Segmentation labeling entries
((

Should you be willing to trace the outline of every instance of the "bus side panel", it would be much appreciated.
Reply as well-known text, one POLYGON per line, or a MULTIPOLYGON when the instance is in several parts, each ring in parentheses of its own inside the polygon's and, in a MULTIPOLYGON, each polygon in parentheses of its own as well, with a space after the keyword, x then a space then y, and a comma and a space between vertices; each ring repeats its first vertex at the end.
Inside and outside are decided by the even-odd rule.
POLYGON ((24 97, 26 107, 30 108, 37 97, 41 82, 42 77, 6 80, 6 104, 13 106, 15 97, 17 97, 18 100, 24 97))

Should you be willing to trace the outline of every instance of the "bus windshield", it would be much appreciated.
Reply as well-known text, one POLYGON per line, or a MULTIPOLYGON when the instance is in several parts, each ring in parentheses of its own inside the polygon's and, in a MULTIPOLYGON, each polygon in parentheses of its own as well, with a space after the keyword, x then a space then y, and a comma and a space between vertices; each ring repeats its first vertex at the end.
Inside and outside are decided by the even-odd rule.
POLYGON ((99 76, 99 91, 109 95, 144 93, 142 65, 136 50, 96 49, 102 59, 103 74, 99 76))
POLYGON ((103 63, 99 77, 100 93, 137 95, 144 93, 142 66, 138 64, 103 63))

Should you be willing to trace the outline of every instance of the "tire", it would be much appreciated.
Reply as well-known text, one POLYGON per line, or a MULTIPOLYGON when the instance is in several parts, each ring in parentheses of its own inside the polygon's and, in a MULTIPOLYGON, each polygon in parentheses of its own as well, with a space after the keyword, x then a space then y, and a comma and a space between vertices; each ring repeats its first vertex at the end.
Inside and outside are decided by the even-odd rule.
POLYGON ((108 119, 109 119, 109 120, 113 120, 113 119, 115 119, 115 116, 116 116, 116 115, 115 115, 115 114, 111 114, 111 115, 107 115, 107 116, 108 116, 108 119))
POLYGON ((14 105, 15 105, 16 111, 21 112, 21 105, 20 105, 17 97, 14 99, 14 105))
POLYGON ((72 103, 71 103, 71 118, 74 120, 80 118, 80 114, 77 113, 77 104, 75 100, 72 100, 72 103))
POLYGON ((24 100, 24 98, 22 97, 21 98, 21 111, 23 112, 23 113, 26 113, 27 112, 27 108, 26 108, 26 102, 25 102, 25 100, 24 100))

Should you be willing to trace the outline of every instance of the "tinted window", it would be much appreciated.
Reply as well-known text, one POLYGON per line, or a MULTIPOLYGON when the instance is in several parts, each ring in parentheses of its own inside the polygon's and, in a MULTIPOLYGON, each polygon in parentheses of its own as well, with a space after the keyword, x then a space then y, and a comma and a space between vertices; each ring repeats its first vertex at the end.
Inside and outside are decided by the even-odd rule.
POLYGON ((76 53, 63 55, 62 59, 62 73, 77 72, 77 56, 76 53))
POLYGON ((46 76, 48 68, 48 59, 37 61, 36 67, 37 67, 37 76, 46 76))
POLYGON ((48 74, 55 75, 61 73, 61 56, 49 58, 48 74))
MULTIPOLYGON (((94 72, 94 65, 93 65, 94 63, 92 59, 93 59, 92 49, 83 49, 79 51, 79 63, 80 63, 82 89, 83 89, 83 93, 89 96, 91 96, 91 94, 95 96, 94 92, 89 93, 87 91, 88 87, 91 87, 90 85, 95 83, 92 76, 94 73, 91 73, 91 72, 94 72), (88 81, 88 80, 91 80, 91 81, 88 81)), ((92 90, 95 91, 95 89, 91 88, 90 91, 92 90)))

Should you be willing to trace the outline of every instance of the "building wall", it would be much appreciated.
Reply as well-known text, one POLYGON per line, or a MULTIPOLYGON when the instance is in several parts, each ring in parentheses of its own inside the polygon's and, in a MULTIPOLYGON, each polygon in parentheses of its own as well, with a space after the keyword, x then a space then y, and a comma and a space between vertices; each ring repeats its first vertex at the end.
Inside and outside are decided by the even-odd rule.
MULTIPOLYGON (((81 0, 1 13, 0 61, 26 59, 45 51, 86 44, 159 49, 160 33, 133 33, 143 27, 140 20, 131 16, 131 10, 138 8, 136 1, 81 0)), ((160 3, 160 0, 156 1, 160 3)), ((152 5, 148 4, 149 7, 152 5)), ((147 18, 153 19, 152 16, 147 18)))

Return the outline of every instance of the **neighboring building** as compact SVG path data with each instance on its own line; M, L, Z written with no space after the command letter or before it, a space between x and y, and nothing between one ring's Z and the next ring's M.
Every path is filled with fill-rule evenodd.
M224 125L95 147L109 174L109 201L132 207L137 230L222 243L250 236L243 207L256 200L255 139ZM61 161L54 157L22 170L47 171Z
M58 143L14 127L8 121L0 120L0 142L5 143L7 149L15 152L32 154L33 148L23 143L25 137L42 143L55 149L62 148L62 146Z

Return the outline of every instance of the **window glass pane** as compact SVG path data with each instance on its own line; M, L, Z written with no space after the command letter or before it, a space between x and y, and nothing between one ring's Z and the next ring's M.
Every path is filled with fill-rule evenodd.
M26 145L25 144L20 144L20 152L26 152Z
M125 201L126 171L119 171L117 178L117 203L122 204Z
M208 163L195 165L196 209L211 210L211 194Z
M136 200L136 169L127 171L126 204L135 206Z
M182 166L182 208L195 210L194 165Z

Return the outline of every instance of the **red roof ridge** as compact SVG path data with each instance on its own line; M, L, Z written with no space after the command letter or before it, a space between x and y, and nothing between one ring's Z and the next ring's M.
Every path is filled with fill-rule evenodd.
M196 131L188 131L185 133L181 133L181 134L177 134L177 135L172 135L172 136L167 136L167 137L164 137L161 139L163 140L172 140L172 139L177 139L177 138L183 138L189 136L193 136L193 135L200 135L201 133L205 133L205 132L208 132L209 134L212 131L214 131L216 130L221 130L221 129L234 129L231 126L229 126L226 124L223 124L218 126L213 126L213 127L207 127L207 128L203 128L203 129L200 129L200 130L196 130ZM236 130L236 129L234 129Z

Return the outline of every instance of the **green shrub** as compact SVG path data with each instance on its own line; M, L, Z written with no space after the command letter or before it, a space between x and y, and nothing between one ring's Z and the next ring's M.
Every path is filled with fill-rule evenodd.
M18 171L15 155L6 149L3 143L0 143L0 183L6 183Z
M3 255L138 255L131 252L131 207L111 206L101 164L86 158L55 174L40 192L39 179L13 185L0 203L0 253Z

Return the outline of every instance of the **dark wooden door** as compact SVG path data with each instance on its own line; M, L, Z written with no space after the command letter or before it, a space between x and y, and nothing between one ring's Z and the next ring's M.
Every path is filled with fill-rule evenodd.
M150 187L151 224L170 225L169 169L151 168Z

))

**Set problem**.
Give back every line of the records above without changing a single character.

**Result for this exercise**.
Should you be willing to trace the outline of every instance of the "bus side panel", it would be much appreciated.
Reply as well-known text, one POLYGON per line, or a MULTIPOLYGON when the instance is in several parts, each ring in parentheses of its own inside the polygon's and, in a MULTIPOLYGON, each polygon in parentheses of its own as well, with a space after the keyword, x then a space then y, and a comma and a space between vertices; each ring repeats its first vertex at the end.
Inside and outside are decided by the even-odd rule.
POLYGON ((24 97, 26 107, 30 108, 37 97, 41 82, 42 77, 6 80, 6 104, 13 106, 15 97, 17 97, 18 100, 24 97))

Should you be willing to trace the outline of every instance of the "bus windshield", it would be much appreciated.
Reply as well-known text, one POLYGON per line, or a MULTIPOLYGON when the instance is in several parts, each ring in parentheses of its own inside the polygon's and, in a MULTIPOLYGON, each polygon in parentheses of its own as well, with a space after the keyword, x then a space then y, and a comma and a space between vertices; each ring repeats its first vertex at the end.
Inside and outside are decided by the even-odd rule.
POLYGON ((99 76, 99 91, 109 95, 144 93, 142 65, 136 50, 96 49, 102 59, 103 74, 99 76))
POLYGON ((103 63, 99 77, 100 93, 137 95, 144 93, 142 66, 138 64, 103 63))

Should you be willing to trace the outline of every instance of the "tire", it would be much appreciated.
Reply as well-known text, one POLYGON per line, or a MULTIPOLYGON when the instance is in several parts, each ring in parentheses of its own inside the polygon's and, in a MULTIPOLYGON, each polygon in parentheses of its own as well, with a space after the keyword, x then a space then y, and a comma and a space between vertices; each ring repeats its first vertex at the end.
Inside and outside are decided by the even-odd rule.
POLYGON ((108 119, 109 119, 109 120, 113 120, 113 119, 115 119, 115 116, 116 116, 116 115, 115 115, 115 114, 111 114, 111 115, 107 115, 107 116, 108 116, 108 119))
POLYGON ((14 105, 15 105, 16 111, 21 112, 21 105, 20 105, 17 97, 14 99, 14 105))
POLYGON ((72 103, 71 103, 71 118, 74 120, 80 118, 80 114, 77 113, 77 104, 75 100, 72 100, 72 103))
POLYGON ((24 100, 24 98, 22 97, 21 98, 21 111, 23 112, 23 113, 26 113, 27 112, 27 108, 26 108, 26 102, 25 102, 25 100, 24 100))

Should you be willing to trace the outline of every instance of the "tinted window", it would be much appreciated.
Reply as well-known text, one POLYGON per line, or a MULTIPOLYGON when the instance is in several parts, each ring in parentheses of its own inside the polygon's and, in a MULTIPOLYGON, each polygon in parentheses of its own as well, with a space after the keyword, x then a space then y, and a comma and a space between vertices; each ring repeats its first vertex at the end.
Inside and outside are decided by the even-odd rule.
POLYGON ((76 53, 63 55, 62 59, 62 73, 77 72, 77 56, 76 53))
POLYGON ((46 76, 48 68, 48 59, 37 61, 36 67, 37 67, 37 76, 46 76))
POLYGON ((48 74, 55 75, 61 73, 61 56, 49 58, 48 74))
MULTIPOLYGON (((94 72, 94 65, 93 65, 94 63, 92 59, 93 59, 92 49, 83 49, 79 51, 79 63, 80 63, 82 89, 83 89, 83 93, 89 96, 91 96, 91 94, 95 96, 94 92, 89 93, 87 91, 88 87, 91 87, 90 85, 95 83, 92 76, 94 73, 91 73, 91 72, 94 72), (88 81, 88 80, 91 80, 91 81, 88 81)), ((92 90, 95 91, 95 89, 91 88, 90 91, 92 90)))

Should you be willing to trace the outline of every instance of the "building wall", it would be much appreciated.
Reply as well-known text, one POLYGON per line, or a MULTIPOLYGON when the instance is in several parts, each ring in parentheses of its own inside the polygon's and, in a MULTIPOLYGON, each polygon in parentheses of its own as well, with a space after the keyword, x then a space then y, and a comma and a space between vertices; each ring repeats its first vertex at the end.
Inside and outside are decided by the even-odd rule.
MULTIPOLYGON (((81 0, 1 13, 0 61, 26 59, 45 51, 86 44, 159 49, 160 33, 133 33, 143 27, 140 20, 131 16, 131 10, 138 8, 136 1, 81 0)), ((160 3, 160 0, 156 1, 160 3)), ((152 5, 148 4, 149 7, 152 5)), ((147 18, 153 19, 152 16, 147 18)))

Return the outline of every instance of the **neighboring building** as compact SVG path data with each instance on its own line; M, L, Z written with no space after the command letter or before it, a space between x and y, and nothing between one ring's Z and the next ring's M.
Every path is filled with fill-rule evenodd.
M224 125L95 147L109 174L109 201L132 207L137 230L222 243L250 236L243 207L256 200L255 139ZM61 161L54 157L22 170L47 171Z
M58 143L14 127L8 121L0 120L0 142L5 143L7 149L15 152L32 154L33 148L23 143L25 137L42 143L55 149L62 148L62 146Z

Return the outline of every instance of the **window glass pane** as compact SVG path data with each instance on its own line; M, L, Z written with no space after the command letter or before it, a space between x and y, and nothing between one ring's Z and the next ring's M.
Every path is filled with fill-rule evenodd.
M26 145L25 144L20 144L20 152L26 152Z
M125 201L126 171L119 171L117 178L117 203L122 204Z
M208 163L195 165L196 209L211 210L211 194Z
M136 200L136 169L127 171L126 204L135 206Z
M182 166L182 208L195 210L194 165Z

Return the outline of every instance of the **red roof ridge** as compact SVG path data with each instance on its own line; M, L, Z written with no space after the command letter or before it, a space between x and y, and nothing between one ring's Z and the next ring's M.
Every path is filled with fill-rule evenodd.
M196 131L188 131L185 133L181 133L181 134L177 134L177 135L172 135L172 136L167 136L167 137L164 137L161 139L163 140L172 140L172 139L177 139L177 138L183 138L189 136L193 136L193 135L200 135L201 133L205 133L205 132L208 132L209 134L212 131L214 131L216 130L221 130L221 129L234 129L231 126L229 126L226 124L223 124L218 126L213 126L213 127L207 127L207 128L203 128L203 129L200 129L200 130L196 130ZM236 130L236 129L234 129Z

Return the outline of every instance of the **green shrub** as compact SVG path data with each instance on its own line; M, L, Z written with no space after the command letter or before it, a space between x and y, and nothing between one ring's Z and the next ring's M.
Every path is filled with fill-rule evenodd.
M18 171L15 155L6 149L3 143L0 143L0 183L6 183Z
M3 255L138 255L131 252L131 207L111 206L101 164L86 158L55 174L40 192L39 179L13 185L0 203L0 253Z

Return the outline of every instance of the **dark wooden door** as compact SVG path data with each instance on its own line; M, L, Z written with no space after the command letter or before it, a space between x and y, and nothing between one ring's Z and the next ring's M.
Every path is filled with fill-rule evenodd.
M150 187L151 224L170 225L169 169L151 168Z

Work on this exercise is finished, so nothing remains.